- **INSTRUCTIONS TO FOLLOW**
What follows is a listing; restate every line of it word for word.
Begin ITEMS
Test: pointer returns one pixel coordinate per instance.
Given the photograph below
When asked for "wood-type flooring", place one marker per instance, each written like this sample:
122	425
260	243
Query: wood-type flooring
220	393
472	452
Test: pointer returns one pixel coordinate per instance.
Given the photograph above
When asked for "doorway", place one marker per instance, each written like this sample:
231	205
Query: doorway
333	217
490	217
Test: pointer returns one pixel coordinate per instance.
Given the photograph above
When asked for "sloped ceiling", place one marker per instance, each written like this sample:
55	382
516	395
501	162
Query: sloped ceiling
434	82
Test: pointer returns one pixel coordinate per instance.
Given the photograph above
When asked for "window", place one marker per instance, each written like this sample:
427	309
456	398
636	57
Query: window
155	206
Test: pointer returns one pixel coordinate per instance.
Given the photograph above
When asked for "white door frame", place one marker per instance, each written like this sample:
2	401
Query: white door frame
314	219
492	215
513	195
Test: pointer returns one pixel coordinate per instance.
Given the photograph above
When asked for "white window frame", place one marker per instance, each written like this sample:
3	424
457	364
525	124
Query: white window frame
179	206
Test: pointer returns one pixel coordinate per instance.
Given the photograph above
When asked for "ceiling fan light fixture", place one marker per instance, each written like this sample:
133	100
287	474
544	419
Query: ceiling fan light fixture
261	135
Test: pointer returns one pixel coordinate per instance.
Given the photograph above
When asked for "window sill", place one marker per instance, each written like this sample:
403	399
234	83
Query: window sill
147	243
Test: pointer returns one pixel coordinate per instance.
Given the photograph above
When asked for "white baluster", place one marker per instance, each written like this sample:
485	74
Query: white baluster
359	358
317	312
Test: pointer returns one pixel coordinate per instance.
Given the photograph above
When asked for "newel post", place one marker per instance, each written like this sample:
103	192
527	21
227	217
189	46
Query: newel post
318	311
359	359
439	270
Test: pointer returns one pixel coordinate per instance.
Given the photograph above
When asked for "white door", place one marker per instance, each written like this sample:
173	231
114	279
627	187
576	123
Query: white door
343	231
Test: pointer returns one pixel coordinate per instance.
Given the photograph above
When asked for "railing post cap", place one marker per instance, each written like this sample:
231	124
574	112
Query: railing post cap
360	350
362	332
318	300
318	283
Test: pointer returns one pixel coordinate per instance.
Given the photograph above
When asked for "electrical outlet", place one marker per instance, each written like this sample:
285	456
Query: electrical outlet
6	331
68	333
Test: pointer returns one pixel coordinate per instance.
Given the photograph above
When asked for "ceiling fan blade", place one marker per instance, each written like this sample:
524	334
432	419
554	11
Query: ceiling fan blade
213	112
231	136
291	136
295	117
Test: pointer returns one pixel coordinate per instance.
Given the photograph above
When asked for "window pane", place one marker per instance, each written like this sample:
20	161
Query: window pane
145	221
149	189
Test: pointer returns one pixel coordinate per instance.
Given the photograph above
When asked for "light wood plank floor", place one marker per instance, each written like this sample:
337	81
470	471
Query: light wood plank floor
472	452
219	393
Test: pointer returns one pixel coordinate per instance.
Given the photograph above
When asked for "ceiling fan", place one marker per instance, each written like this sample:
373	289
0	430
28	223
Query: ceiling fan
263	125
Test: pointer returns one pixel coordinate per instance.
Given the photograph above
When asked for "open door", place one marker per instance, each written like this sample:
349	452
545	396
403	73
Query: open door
End ITEMS
- **EXERCISE OUTPUT**
Test: pointer returns one pixel coordinate per instance.
Given the photograph below
When asked for "wood-type flooring", place one marker per instance, each written like this sample:
122	425
260	243
Query: wood-type flooring
220	393
472	452
Test: pointer returns one pixel coordinate per instance.
Given the photograph above
When asked for "doorway", place one marker per instance, each written like this sample:
231	205
Query: doorway
333	217
490	217
Test: pointer returns one pixel coordinate per instance.
Given the photograph above
When asked for "sloped ceiling", place one marker per instance, each written like this sample:
55	382
516	395
501	162
Query: sloped ceiling
434	82
Test: pointer returns one pixel coordinate per instance.
Given the photograph above
When asked for "window", place one marker per instance, each written like this sample:
427	309
456	398
636	57
Query: window
155	206
Test: pointer returns one pixel coordinate per instance.
Given the photograph above
When asked for "white door frame", place one marker per instance, each written like this sample:
2	401
Query: white door frame
314	219
492	215
513	195
Test: pointer returns one pixel coordinate per instance.
Given the photograph above
When asked for "white window frame", place one marker per instance, each written like this sample:
3	424
457	364
525	124
Query: white window frame
179	206
Test: pointer returns one pixel coordinate per instance.
Given the photograph above
When asked for "ceiling fan light fixture", place one marker per instance, each written like this sample:
133	100
287	474
544	419
Query: ceiling fan light fixture
261	135
Test: pointer returns one pixel coordinate per instance.
Given the photograph above
When asked for "window sill", place one marker per instance, each written like this sample:
403	399
234	83
Query: window sill
147	243
Test: pointer returns one pixel coordinate per instance.
Given the photograph above
When asked for "white baluster", place one marker per instance, each written like this sample:
485	74
Query: white baluster
359	358
317	312
Test: pointer returns one pixel coordinate per instance.
Given the photograph above
When asked for "newel post", place one marker per instance, each written like this sample:
103	192
527	21
227	217
189	46
Query: newel post
318	311
359	359
439	270
Test: pointer returns one pixel coordinate per instance.
Given the photograph above
When asked for "white door", place one marker per instance, each written like this sample:
173	231
114	279
627	187
576	123
Query: white door
343	231
Test: pointer returns one pixel coordinate per instance.
Given the photograph above
When asked for "railing post cap", place one marker per instance, each written like this sample:
231	124
574	112
Query: railing post cap
360	350
362	332
318	300
318	283
Test: pointer returns one pixel coordinate per instance.
Given the photograph above
When asked for "electrical outlet", place one marker per instance, each written like this sample:
285	456
Query: electrical outlet
6	331
68	333
Test: pointer returns one pixel coordinate per instance.
Given the photograph above
When asked for "ceiling fan blade", place one marker per instance, each written like this sample:
524	334
432	419
554	11
Query: ceiling fan blade
213	112
231	136
291	136
295	117
Test: pointer returns one pixel coordinate per instance.
Given the photograph above
When asked for "window pane", place one marker per instance, each written like this sample:
20	161
Query: window pane
145	221
149	189
Test: pointer returns one pixel coordinate per instance.
Given the photograph above
When asked for "light wood plank floor", place one marker per instance, each written like this sample:
337	81
470	471
Query: light wood plank floor
472	452
219	393
Test: pointer returns one pixel coordinate per instance.
Given the photograph above
When asked for "ceiling fan", place one marker per instance, each written like this sample:
373	289
0	430
28	223
Query: ceiling fan
263	125
Test: pointer returns one pixel coordinate per instance.
Given the photograph above
When asked for "open door", place one marker per instance, each written like this sample:
349	452
545	396
403	73
Query: open door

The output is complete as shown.